* **To be done**
Rewrite everything from the start of the entries down to and including the line containing "[120,65,164,135]", changing "pipeline" to "workflow" and keeping all else the same. Leave out the pictures.

* **Task data**
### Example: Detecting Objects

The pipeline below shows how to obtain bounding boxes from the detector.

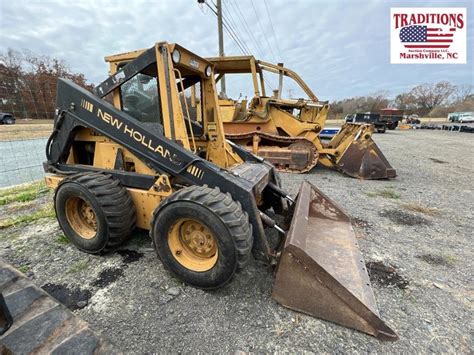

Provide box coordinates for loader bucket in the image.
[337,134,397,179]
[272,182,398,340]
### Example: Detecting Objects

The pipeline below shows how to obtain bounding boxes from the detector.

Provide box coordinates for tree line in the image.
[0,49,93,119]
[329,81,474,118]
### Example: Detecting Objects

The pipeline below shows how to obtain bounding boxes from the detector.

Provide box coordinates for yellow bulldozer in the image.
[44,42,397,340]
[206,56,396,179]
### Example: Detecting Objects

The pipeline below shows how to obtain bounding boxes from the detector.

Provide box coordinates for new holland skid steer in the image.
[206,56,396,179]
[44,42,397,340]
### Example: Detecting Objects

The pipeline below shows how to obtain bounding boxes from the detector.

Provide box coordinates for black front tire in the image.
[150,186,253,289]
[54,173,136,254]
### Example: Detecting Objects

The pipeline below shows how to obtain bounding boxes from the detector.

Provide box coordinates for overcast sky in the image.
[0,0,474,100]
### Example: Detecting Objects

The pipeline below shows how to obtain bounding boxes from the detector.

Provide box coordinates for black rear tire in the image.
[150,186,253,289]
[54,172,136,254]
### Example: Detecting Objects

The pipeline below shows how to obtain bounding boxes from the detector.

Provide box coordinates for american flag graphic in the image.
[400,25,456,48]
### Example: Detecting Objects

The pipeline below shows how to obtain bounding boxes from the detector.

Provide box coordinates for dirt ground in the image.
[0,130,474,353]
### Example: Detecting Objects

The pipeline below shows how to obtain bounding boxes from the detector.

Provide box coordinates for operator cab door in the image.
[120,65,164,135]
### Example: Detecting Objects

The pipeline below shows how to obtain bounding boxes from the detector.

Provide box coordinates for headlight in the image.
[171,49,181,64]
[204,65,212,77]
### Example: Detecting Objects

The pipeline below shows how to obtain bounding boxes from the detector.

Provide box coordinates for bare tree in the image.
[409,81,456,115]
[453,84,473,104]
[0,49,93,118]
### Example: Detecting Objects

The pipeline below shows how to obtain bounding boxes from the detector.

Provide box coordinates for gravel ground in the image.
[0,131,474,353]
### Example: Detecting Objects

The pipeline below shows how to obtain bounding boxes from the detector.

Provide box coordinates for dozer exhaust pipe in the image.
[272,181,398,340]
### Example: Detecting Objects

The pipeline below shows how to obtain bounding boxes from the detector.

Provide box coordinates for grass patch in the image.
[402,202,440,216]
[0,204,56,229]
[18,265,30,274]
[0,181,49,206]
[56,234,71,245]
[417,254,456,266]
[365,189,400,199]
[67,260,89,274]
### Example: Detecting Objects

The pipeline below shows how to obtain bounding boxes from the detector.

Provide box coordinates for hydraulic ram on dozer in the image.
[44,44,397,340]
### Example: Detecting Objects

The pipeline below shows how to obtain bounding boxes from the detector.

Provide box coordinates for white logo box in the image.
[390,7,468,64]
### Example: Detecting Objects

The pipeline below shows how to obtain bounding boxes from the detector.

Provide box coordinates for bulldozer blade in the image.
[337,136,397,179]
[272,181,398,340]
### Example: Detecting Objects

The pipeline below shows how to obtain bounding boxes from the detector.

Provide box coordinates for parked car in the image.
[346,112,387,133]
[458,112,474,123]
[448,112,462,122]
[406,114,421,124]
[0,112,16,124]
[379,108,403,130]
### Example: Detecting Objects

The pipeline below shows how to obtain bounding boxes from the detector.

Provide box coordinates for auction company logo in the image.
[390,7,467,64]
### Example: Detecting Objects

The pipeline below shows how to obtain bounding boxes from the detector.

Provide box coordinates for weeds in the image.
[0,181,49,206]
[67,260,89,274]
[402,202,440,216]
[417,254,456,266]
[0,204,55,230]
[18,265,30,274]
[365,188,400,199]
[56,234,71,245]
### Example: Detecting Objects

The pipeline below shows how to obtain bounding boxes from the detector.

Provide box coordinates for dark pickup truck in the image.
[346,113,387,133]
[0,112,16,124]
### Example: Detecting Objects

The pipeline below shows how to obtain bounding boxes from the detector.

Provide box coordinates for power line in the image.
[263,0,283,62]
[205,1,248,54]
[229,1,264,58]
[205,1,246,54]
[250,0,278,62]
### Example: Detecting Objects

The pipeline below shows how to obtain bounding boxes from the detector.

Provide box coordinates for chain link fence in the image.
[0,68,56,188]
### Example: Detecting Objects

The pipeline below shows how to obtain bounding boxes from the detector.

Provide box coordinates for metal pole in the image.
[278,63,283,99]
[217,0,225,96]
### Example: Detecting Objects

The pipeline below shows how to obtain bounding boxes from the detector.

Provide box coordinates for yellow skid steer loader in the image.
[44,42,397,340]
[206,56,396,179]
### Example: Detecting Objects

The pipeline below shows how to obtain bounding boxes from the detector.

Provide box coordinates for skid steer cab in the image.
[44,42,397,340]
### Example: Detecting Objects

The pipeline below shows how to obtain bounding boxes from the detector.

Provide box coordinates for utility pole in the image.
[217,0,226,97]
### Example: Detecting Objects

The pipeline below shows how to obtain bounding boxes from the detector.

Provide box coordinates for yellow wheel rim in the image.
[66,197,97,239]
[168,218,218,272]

* **Output for this task**
### Example: Detecting Objects

The workflow below shows how to obtain bounding boxes from the detector.


Provide box coordinates for loader bucket in the image.
[337,134,397,179]
[272,182,398,340]
### Example: Detecting Objects

The workflow below shows how to obtain bounding boxes from the detector.

Provide box coordinates for tree line in the image.
[0,49,93,119]
[329,81,474,118]
### Example: Detecting Objects

The workflow below shows how to obtain bounding boxes from the detector.

Provide box coordinates for yellow bulldozer in the image.
[44,42,397,340]
[206,56,396,179]
### Example: Detecting Objects

The workflow below shows how to obtain bounding boxes from the detector.

Provide box coordinates for new holland skid steer in the image.
[206,56,396,179]
[44,42,397,340]
### Example: Detecting Objects

The workflow below shows how to obtain bounding boxes from the detector.

Provide box coordinates for black front tire in the image.
[150,186,253,289]
[54,173,136,254]
### Example: Detecting Objects

The workflow below shows how to obtain bounding boxes from the detector.

Provide box coordinates for overcast sky in the image.
[0,0,474,100]
### Example: Detecting Objects

The workflow below shows how to obtain bounding boxes from the detector.

Provide box coordinates for black rear tire in the image.
[150,186,253,289]
[54,172,136,254]
### Example: Detecting Objects

The workflow below shows how to obtain bounding boxes from the detector.

Provide box coordinates for american flag graphic in the image.
[400,25,456,48]
### Example: Detecting Objects

The workflow below shows how to obtain bounding boxes from the detector.

Provide box coordinates for dirt ground in the image.
[0,130,474,353]
### Example: Detecting Objects

The workflow below shows how to obtain bounding boxes from the detector.

Provide box coordinates for operator cab door in the image.
[120,65,164,135]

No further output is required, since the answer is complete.